__Problem statement__:
Extend the email thread about campaign proposals past its last line.
>> Begin Selected text
I made great use of my campaign proposal. IDK what all these other scrubs
are doing haha.

On Tue, Nov 21, 2017 at 5:56 AM, Kerim Aydin <ke...@u.washington.edu> wrote:

>
>
> On Mon, 20 Nov 2017, Alex Smith wrote:
> > On Mon, 2017-11-20 at 09:48 -0800, Kerim Aydin wrote:
> > > You can see how it would work better for hard-coded matters of
> > > economic policy:  "if elected, I'll double the supply of land/halve
> > > the cost of pending proposals" or whatever (though if most of the
> > > campaign proposals are like that, there was a lightweight version
> > > called 'budgets' that we used to do).
> >
> > That sounds a lot like a Regulation to me. If we decided to make more
> > use of them (and I'm still pretty iffy on the current implementation),
> > we could perhaps have Campaign Regulations (which get promulgated
> > automatically) rather than needing them to be Proposals.
>> End Selected text
>> Begin Dataset content
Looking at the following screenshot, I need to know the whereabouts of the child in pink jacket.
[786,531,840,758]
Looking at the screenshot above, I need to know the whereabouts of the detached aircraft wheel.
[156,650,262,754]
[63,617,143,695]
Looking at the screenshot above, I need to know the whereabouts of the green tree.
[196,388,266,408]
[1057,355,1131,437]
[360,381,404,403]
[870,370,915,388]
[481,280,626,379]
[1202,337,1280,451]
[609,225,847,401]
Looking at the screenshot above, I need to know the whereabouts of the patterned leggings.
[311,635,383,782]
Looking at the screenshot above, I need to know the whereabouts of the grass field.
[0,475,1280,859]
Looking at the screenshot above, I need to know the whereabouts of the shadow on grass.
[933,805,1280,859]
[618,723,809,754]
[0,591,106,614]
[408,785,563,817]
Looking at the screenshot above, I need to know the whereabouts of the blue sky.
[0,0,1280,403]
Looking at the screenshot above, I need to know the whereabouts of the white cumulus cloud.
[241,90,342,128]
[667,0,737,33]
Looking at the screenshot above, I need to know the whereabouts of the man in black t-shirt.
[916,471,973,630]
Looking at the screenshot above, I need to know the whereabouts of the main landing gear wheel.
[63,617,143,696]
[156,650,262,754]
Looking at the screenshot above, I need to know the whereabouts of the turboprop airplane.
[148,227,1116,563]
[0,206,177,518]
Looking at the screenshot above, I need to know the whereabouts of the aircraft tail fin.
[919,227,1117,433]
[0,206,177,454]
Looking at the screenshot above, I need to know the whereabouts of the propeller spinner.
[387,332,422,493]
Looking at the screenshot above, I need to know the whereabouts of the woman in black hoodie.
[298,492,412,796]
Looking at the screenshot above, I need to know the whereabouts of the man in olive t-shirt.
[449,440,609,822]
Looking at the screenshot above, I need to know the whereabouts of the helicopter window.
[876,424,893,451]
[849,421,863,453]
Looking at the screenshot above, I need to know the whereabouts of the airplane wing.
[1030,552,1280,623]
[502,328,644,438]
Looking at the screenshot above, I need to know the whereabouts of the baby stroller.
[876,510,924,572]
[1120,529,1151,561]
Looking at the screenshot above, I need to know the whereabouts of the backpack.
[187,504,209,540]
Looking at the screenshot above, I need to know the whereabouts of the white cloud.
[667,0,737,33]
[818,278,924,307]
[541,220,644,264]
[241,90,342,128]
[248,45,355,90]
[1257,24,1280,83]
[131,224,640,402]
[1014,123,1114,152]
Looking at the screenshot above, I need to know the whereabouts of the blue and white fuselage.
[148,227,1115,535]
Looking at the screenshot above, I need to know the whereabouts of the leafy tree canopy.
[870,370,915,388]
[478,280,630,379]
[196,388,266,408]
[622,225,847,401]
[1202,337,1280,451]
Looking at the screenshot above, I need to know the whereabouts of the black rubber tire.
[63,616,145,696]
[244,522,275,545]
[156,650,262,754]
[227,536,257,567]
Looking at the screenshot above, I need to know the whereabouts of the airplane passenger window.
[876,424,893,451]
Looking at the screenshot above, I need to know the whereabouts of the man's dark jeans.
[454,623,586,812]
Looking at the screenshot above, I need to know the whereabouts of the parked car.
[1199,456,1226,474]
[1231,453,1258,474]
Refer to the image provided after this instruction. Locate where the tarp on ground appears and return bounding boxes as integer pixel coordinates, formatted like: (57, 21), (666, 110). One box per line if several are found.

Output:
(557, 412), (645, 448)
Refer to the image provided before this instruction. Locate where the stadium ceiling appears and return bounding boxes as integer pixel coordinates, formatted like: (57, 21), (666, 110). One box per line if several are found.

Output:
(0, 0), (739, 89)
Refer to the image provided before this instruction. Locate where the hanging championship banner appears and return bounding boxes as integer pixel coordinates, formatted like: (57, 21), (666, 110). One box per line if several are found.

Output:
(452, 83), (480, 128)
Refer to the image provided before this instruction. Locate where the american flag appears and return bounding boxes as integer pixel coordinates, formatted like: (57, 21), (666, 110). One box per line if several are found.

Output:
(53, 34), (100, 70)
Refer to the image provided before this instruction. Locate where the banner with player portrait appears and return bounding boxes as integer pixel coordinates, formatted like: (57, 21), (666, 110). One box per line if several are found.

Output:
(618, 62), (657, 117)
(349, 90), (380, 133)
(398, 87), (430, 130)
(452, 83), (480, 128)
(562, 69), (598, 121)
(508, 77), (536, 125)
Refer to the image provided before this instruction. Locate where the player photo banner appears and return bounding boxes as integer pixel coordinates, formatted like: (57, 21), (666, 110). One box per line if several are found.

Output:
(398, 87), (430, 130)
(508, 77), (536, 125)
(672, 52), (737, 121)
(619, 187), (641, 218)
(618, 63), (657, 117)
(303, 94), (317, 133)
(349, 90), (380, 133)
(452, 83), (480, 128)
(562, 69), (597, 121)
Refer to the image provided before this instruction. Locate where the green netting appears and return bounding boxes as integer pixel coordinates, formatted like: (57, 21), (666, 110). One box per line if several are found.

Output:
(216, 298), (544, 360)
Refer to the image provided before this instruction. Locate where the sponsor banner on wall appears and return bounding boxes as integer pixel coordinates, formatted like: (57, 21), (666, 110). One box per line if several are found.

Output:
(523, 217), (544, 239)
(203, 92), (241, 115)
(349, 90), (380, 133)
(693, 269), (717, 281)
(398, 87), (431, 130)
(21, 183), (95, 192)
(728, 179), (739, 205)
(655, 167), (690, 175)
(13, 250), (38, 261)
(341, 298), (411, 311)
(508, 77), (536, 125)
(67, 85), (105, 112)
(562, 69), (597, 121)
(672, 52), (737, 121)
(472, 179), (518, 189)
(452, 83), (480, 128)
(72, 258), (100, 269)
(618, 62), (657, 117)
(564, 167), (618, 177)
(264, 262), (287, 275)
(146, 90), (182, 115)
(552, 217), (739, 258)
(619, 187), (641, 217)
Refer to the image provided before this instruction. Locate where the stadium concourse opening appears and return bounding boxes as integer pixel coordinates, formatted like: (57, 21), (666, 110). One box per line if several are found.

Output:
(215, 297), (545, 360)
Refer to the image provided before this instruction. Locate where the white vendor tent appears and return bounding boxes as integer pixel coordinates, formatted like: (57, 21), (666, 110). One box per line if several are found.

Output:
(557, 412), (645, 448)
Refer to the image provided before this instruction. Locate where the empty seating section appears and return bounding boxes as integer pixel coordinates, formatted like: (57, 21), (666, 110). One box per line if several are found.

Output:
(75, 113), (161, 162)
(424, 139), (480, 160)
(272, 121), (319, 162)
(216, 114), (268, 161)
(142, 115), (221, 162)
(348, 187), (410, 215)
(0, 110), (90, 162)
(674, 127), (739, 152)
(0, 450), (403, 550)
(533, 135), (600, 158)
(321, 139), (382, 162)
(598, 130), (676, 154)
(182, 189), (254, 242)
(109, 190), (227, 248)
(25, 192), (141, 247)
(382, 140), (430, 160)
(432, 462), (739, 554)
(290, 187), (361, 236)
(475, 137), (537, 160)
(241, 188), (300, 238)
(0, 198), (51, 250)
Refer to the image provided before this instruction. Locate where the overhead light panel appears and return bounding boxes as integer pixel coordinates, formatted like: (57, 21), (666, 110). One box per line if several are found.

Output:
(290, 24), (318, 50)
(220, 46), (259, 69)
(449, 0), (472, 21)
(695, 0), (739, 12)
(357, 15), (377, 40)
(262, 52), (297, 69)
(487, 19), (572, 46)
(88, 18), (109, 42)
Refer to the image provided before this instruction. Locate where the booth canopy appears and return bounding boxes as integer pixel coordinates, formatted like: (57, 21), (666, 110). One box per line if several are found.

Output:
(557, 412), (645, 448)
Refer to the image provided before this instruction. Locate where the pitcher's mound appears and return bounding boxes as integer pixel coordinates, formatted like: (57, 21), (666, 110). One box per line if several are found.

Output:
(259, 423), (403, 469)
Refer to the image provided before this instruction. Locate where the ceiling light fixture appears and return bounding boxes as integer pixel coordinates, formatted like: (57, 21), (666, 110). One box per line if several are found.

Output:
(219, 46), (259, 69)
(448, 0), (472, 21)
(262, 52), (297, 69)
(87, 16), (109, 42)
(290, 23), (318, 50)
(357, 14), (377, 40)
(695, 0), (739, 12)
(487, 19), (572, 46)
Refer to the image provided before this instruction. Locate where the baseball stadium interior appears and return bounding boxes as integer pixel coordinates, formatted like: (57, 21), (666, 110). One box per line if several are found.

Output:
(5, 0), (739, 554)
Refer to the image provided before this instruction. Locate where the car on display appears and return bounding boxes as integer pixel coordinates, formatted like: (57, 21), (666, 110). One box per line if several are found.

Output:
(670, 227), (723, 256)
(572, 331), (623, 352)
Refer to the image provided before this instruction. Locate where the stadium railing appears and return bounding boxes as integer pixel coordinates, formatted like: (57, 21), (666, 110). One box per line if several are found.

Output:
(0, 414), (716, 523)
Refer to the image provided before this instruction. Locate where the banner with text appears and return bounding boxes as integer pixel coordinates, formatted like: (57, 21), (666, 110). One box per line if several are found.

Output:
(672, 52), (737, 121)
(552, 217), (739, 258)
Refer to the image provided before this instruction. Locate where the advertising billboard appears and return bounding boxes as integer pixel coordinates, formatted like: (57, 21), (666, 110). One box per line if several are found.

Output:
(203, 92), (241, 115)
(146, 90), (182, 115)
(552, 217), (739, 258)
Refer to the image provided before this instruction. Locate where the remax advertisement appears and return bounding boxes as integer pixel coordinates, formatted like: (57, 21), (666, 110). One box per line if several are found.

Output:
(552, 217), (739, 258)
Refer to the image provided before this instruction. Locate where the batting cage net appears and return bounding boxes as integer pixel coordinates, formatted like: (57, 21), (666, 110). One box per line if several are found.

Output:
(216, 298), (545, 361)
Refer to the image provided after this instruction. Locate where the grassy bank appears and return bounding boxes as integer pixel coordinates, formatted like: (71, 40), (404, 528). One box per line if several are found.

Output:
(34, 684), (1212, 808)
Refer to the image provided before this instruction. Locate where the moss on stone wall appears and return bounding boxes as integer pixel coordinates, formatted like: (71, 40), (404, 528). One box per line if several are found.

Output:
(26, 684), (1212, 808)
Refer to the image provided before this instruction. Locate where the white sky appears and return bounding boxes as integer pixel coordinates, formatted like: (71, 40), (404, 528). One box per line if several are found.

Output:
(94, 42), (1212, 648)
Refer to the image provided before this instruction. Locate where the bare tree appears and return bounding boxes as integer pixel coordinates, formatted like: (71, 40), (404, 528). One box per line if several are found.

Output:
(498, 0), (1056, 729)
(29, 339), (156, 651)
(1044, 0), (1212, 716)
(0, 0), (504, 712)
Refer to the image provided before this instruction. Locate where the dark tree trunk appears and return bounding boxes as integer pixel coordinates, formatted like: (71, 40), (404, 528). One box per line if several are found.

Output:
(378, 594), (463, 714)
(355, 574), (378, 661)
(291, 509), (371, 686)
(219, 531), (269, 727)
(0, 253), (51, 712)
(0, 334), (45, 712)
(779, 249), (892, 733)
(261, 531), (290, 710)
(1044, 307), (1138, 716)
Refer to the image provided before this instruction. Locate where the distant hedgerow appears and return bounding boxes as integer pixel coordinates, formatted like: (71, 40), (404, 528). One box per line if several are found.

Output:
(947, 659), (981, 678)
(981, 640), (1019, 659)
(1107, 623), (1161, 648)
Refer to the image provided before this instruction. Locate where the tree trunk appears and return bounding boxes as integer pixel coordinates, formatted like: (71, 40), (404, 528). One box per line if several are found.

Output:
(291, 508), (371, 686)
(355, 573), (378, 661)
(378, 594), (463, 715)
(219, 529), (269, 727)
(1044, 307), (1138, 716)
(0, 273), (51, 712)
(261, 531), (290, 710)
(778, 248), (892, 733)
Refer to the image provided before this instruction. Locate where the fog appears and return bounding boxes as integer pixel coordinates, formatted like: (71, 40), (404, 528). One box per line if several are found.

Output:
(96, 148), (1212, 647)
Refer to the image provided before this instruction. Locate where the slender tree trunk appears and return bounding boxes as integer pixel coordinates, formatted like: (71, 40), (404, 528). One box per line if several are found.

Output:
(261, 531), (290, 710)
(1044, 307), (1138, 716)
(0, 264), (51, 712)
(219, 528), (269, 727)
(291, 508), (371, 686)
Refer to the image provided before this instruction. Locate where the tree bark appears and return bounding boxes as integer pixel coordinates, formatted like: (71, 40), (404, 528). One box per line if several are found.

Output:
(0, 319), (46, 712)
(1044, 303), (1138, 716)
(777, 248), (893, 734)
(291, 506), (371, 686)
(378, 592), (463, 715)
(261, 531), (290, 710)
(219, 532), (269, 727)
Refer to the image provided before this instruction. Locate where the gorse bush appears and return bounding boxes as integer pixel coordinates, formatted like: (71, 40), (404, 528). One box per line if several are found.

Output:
>> End Dataset content
__Right answer__:
> >
> > (For what it's worth, my preferred version of a Regulation would be a
> > tracked statement that has no Power, but that can define values that
> > rules are capable of inspecting.)
>
> Regulations could work.  The old system was sort-of like this:
>
>       A Budget is a document maintained by an Officer that contains
>       the values of certain switches defined as being part of that
>       Officer's Budget.  The Budget is part of that Officer's Report.
>
>       The Officer maintaining that Budget CAN flip its switches
>       [subject to whatever per-item constraints] Without Objection.
>       [i.e. things can be adjusted at any time, but only with
>        full consensus]
>
>       A nominee SHOULD submit a Prototype Budget with legal values
>       for all the budget's switches.  These are included in the
>       Election Decision initiation.   When the winner is installed
>       in office, the switches are all flipped to the values in the
>       winner's Prototype. [no separate voting process needed]
>
> In the current system, the Treasuror's Budget would include
> Supply Level, Pend Cost, CFJ Cost, Officer Rewards, etc. instead
> of them being hard-coded in Rules.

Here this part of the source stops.